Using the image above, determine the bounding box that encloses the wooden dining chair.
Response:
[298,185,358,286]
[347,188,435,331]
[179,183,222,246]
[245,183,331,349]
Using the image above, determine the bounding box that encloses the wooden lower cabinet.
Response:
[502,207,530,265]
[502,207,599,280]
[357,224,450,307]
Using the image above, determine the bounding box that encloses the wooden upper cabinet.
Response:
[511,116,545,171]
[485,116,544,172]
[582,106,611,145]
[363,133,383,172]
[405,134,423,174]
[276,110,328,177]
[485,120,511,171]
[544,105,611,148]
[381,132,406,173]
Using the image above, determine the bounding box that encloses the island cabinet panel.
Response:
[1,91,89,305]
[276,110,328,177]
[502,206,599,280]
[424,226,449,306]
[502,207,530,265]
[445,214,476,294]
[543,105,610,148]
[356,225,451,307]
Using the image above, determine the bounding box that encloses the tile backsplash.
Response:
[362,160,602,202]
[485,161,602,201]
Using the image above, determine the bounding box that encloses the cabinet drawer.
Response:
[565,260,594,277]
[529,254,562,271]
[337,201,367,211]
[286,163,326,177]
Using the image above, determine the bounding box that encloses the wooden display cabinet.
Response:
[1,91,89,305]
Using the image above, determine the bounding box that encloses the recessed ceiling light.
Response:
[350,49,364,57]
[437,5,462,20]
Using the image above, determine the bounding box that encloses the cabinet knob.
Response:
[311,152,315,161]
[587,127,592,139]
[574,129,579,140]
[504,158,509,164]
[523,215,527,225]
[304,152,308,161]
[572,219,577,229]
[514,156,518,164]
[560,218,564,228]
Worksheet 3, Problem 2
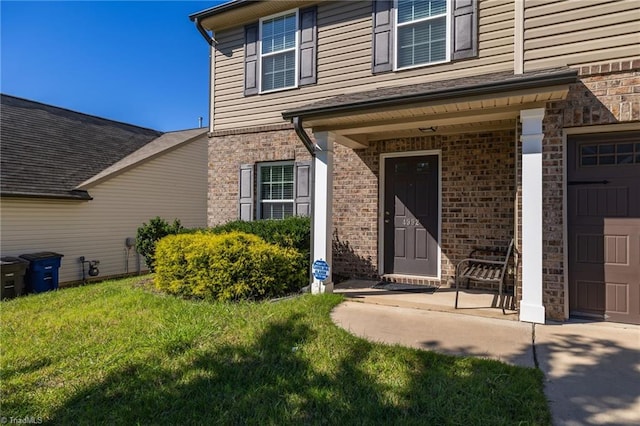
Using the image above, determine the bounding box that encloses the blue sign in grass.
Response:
[312,259,330,281]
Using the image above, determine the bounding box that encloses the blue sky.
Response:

-*-

Your objective
Apart from the images, retype the full material exactly as written.

Solution for this problem
Using the image above, determine the bounding box that encloses the wooden dining chair.
Response:
[298,185,358,286]
[347,188,435,331]
[179,183,222,246]
[245,183,331,349]
Using the image above, determine the bounding box that encloses the wooden lower cabinet.
Response:
[502,207,530,265]
[502,207,599,280]
[357,224,450,307]
Using the image above, determine the bounding box that encloses the wooden upper cabinet.
Response:
[511,116,545,171]
[485,116,544,172]
[582,106,611,145]
[363,133,383,172]
[405,134,423,174]
[276,110,328,177]
[485,120,511,171]
[544,105,611,148]
[381,132,406,173]
Using the image above, determine the bounding box that encloses the island cabinet panel.
Response:
[1,91,89,305]
[276,110,328,177]
[502,206,599,280]
[424,226,449,306]
[502,207,530,265]
[445,214,476,294]
[543,105,610,148]
[356,225,451,307]
Using the image above, determine the bounding box that encloses the tile backsplash.
Response:
[362,160,602,202]
[485,161,602,201]
Using the image above, determine the bounding box that encloses the cabinet drawer.
Response:
[565,260,594,277]
[529,254,562,271]
[337,201,367,211]
[286,163,326,177]
Using the image above, determine the bounding box that encloses the wooden display cabinet.
Response:
[1,91,89,305]
Using the image above, determine the bounding box that encloses the recessed ceiling light.
Response:
[350,49,364,57]
[437,5,462,20]
Using the image above, determine the bounding box that encloses the cabinet knob.
Response:
[311,152,315,161]
[587,127,592,139]
[574,129,579,140]
[504,158,509,164]
[523,215,527,225]
[304,152,308,161]
[572,219,577,229]
[514,156,518,164]
[560,218,564,228]
Worksheet 3, Problem 2
Using the image above, determine the bounding box that encloses the blue sign in grass.
Response:
[312,259,330,281]
Using the image above, determine the bounding box that encloses the blue sky.
Response:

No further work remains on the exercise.